◆ **TRY IT**
Copy the New Mexico passage word for word, taking the stretch from "I dream of a" through "big ol’ settlement.".

[PASSAGE Boundary: Start]

Navajo Motel, Roswell, NM
Navajo Motel, Roswell, NM

I dream of a different future which might just be possible only if I win a lottery. Or a semi-truck runs over us and a TV lawyer collects a big ol’ settlement.

A house. Built from scratch. In my home state. A meditation/de-stressing center where anyone can go to have some simple peace and quiet and be alone if they want to be or with others if they need community or a therapist or advisor if they need help.

I dream of book ends to my life; the first part of it was New Mexico, so let the last part be the same.

I first hit the road that is US70 when I was a day or two old. A block east to 70/North Main, a right on 70/Second, a left on Wyoming, a right on Juniper and there I was.

[PASSAGE Boundary: End]
[GIVEN DATA Boundary: Start]

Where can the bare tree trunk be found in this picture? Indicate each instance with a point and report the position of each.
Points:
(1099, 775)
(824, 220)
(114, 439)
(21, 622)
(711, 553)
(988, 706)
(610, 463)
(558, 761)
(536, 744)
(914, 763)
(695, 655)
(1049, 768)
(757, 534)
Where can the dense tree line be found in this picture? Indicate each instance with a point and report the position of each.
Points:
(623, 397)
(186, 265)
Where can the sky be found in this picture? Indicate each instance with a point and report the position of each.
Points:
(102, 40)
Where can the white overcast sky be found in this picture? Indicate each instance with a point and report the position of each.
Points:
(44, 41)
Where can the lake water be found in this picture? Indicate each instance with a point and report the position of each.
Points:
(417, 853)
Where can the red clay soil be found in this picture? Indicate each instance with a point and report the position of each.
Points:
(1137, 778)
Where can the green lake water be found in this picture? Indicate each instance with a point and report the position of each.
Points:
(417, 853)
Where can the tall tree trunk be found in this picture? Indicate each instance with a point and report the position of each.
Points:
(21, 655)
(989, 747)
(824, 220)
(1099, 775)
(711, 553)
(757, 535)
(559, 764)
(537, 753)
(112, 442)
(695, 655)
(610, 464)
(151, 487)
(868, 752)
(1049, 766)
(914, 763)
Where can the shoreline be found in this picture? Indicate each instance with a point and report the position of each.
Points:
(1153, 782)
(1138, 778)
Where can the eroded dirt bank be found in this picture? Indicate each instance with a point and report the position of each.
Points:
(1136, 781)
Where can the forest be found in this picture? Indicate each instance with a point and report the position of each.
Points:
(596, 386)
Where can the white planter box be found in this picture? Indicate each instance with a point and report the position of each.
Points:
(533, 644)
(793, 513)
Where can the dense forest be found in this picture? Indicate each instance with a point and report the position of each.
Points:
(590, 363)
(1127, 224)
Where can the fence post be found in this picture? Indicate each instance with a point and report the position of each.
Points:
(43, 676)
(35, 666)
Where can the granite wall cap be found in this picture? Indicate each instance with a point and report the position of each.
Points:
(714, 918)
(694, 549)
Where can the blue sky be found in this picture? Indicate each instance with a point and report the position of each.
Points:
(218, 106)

[GIVEN DATA Boundary: End]

◆ **REPLY**
I dream of a different future which might just be possible only if I win a lottery. Or a semi-truck runs over us and a TV lawyer collects a big ol’ settlement.